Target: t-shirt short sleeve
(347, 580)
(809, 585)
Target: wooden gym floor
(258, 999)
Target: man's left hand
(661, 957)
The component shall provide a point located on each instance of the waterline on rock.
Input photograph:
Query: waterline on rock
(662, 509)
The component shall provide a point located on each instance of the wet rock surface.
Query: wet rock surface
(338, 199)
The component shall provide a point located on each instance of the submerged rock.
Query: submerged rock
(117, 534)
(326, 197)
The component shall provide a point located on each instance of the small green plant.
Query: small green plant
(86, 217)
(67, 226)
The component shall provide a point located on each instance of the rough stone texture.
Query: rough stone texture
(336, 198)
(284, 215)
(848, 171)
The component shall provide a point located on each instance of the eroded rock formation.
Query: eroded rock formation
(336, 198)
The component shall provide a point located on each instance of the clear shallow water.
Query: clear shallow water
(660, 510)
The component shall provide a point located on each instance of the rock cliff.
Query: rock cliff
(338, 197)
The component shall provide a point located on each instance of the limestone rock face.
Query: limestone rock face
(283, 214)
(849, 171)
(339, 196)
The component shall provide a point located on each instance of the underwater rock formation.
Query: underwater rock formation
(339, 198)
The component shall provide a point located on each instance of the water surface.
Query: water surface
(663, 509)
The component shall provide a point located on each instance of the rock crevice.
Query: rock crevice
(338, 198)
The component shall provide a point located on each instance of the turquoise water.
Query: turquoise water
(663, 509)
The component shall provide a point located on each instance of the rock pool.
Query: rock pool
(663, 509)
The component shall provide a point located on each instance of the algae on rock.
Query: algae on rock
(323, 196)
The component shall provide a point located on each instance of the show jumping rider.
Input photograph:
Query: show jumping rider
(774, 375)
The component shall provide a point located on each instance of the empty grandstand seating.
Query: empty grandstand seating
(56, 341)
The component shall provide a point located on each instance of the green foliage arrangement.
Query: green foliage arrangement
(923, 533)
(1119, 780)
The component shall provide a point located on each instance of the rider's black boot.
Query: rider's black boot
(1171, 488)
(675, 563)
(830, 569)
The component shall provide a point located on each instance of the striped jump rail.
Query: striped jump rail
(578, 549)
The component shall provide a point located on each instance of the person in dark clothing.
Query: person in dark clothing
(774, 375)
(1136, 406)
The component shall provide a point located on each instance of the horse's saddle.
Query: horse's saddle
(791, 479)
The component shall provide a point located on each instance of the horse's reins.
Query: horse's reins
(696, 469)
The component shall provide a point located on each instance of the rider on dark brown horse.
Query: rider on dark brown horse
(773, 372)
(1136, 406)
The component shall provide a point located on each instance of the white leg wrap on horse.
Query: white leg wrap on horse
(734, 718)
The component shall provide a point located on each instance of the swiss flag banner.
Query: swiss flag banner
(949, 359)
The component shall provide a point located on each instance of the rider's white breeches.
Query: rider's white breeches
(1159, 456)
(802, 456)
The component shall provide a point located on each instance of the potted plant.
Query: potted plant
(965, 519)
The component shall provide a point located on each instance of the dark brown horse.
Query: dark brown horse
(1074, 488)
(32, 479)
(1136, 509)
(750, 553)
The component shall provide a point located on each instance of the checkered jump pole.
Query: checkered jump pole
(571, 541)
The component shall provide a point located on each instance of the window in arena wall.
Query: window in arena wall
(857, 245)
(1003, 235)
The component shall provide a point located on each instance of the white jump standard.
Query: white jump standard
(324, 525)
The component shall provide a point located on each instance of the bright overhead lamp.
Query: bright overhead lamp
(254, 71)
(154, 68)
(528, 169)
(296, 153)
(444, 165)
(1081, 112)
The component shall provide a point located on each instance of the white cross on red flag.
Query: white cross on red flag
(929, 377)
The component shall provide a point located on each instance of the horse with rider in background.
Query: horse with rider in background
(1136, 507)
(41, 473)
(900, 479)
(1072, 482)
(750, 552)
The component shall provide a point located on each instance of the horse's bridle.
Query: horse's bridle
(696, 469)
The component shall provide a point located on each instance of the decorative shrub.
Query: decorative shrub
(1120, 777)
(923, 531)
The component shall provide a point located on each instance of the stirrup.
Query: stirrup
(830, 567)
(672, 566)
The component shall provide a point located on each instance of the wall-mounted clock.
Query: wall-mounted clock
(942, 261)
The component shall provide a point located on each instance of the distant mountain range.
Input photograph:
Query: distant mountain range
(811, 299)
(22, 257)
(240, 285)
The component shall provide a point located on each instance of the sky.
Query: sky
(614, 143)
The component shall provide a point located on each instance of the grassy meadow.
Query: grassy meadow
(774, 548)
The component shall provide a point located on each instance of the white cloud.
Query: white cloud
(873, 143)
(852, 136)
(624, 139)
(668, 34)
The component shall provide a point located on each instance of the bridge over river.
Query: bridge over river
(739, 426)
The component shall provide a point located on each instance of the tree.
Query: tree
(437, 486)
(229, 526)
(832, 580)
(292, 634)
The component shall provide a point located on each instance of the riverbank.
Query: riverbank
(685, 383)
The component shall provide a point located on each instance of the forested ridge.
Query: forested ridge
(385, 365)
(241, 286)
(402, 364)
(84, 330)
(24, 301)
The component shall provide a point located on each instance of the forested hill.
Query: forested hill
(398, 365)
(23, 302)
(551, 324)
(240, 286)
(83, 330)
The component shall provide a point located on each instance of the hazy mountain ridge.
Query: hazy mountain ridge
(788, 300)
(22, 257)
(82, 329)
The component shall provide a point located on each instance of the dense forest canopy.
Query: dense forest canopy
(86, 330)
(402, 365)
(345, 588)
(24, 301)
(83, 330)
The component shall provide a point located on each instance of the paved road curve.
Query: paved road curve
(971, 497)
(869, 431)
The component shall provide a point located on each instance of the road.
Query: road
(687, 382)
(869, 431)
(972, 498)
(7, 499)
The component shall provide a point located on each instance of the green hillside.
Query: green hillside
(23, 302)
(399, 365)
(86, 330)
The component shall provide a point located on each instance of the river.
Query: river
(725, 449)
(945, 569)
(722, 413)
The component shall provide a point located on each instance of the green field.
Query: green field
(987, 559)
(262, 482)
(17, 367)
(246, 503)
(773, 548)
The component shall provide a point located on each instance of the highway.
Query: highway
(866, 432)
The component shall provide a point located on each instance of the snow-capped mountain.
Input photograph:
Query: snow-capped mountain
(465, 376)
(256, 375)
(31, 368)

◇ ◇ ◇ ◇

◆ Given instruction: Return the lines from the line containing "dense forest canopy." to the end of the entries above, exactly as they appear and with no other output.

◆ Solution for this problem:
The component shall provide a point located on each instance of the dense forest canopy.
Query: dense forest canopy
(86, 330)
(402, 365)
(345, 588)
(24, 301)
(83, 330)
The component shall provide a point located on each instance of the paved road curve.
Query: paved road curve
(971, 497)
(869, 431)
The component shall provide a point located on each instance of the road.
Query: road
(687, 382)
(869, 431)
(972, 498)
(7, 499)
The component shall provide a point located on each instance of the green hillside.
Query: green hillside
(23, 302)
(399, 365)
(86, 330)
The component shall provide a point located on each instance of the river.
Query: river
(725, 449)
(945, 569)
(722, 413)
The component shall provide a point located on each instance of the green field.
Query: green field
(987, 559)
(262, 482)
(17, 367)
(246, 503)
(773, 548)
The component shall provide a point located on each instance of the highway.
Query: highway
(866, 432)
The component shall provide a point located on each instance of the snow-capped mountain.
Input photograph:
Query: snow-capped mountain
(465, 376)
(256, 375)
(31, 368)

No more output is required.